Il a parlé de ses peintures qui se
nouaient d’elles mêmes et à partir de ce moment le sentiment, pour lui qu’elles allaient
« au large ».Quand elles vous échappent. Quand
justement il s’agit de laisser advenir
à défaut d’imposer, de s’imposer. Mais dans cette errance,
le travail fait preuve d’une certaine obsession qui est peut-être un point d’accroche,
une permanence salutaire à laquelle se maintenir. Cette permanence c’est une semblable
architecture de la toile depuis le motif jusque dans ce jeu de superposition ou
d’évitement des touches, ces réserves et percées dans le fond, ces modulations,
cette infini richesse dans la répétition du même. Et dans tout ça, cette
hésitation entre la figuration et un pur jeu de formes et de rapports colorés.
Brouillage des frontières que l’on retrouve chez quelques autres peintres,
comme le danois Kirkeby, et qui tend chez lui à imposer une atmosphère
crépusculaire ou légèrement fantastique. (Comme chez Kirkeby, le réel initie le
peindre, il est comme un souvenir dans lequel la réalité picturale s’enracine.)
Depuis longtemps, les peintres nordiques semblaient enclins à préférer les
masses nuageuses informes aux anecdotes marines et de grands pans de toiles
jouaient alors du mystère et de l’emmêlement. Je pense alors comme Pierre
Bonnard avait cette habitude de noter sur son journal les variations
météorologiques au fil des jours. Ainsi, dans les scansions régulières du
calendrier il enregistrait les subtiles variations du temps qu’il fait dans la
continuité du temps qui passe. La peinture est quelque part cette sorte de journal
dévidant étude après étude quelque chose de cette vérité mélancolique: dans les
mouvements et le tumulte, quelque chose persiste depuis où on énonce.

Consigne 1 ▸ D'après l'extrait sur la peinture, que notait Pierre Bonnard dans son journal ?
Consigne 2 ▸ Reprenez l'extrait sur la peinture après sa dernière phrase et poursuivez-le, s'il vous plaît.

Lignes de données ▸
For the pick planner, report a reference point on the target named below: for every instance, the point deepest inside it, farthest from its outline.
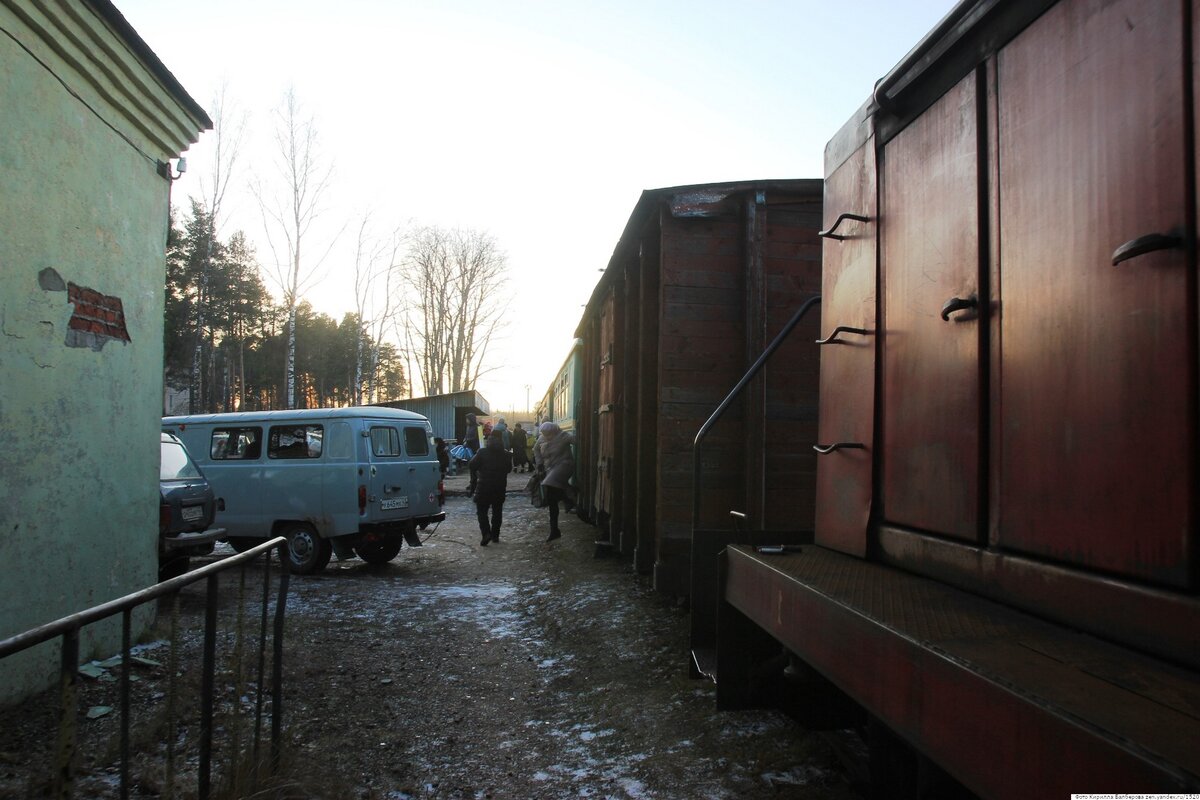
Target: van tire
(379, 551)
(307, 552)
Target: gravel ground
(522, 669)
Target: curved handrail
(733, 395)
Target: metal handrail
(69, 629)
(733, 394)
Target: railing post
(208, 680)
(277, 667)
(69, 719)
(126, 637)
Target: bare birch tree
--
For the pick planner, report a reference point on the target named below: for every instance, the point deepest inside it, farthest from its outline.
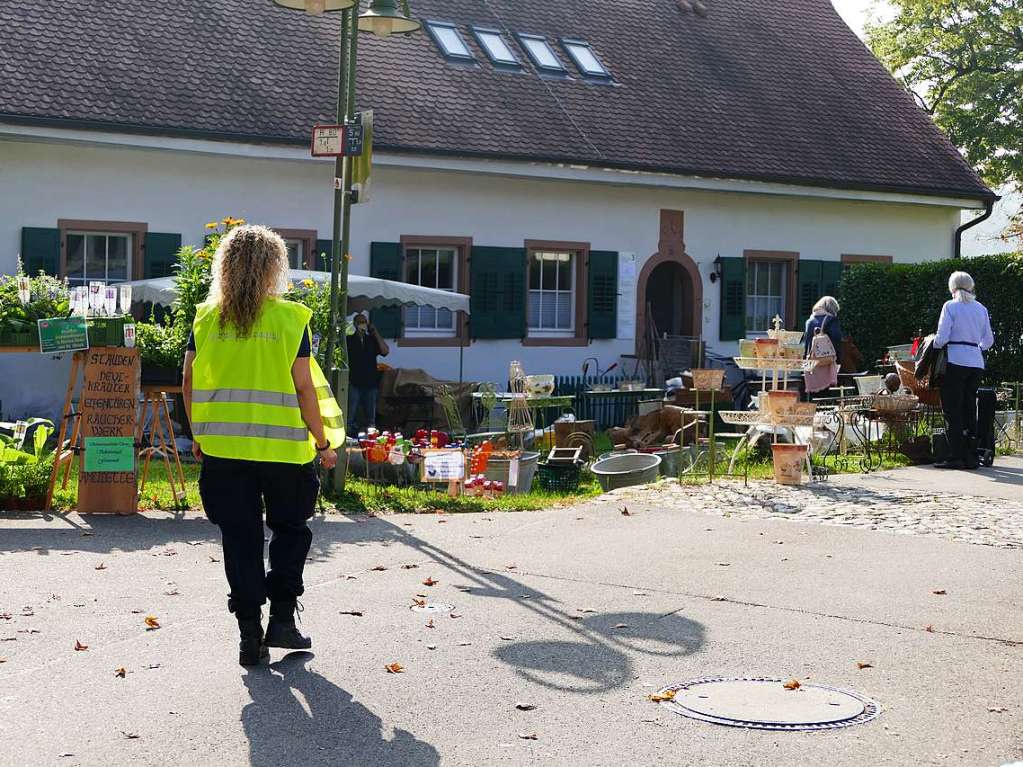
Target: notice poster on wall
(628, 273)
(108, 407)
...
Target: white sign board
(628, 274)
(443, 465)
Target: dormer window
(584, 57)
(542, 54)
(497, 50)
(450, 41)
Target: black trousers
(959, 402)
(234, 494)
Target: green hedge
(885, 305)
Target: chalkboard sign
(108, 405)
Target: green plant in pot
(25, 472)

Résultat 1 ▸ Les variations météorologiques au fil des jours.

Résultat 2 ▸
Je lui dis : Toute cette histoire de démultiplication
et d’emmêlement me rappelle les noeuds que Lacan introduisit dans ses
séminaires les dix dernières années de sa vie. Ce noeud borroméen exprime la
relation qu’entretiennent selon Lacan les trois registres du symbolique, de l’imaginaire
et du réel qui structurent le champ de l’expérience analytique. Ce noeud, conseille
Lacan, il faut en être dupe. Je ne sais plus si c’est de là qu’il tirera son fameux
« les non-dupes erres ». Et je ne sais pas si dans cette assertion il entend l’errance
par son étymologie : être dans l’erreur. Mais enfin, l’errance depuis le temps
a été réévaluée, on a découvert la sérandipité et on peut même l’envisager
comme méthode. C’est dans cette dérive que les choses surgissent, à moins que ce soit cette
errance même qui soit à considérer comme une forme, démarche à la manière des
Situationnistes et de quelques autres marcheurs proches du Land Art.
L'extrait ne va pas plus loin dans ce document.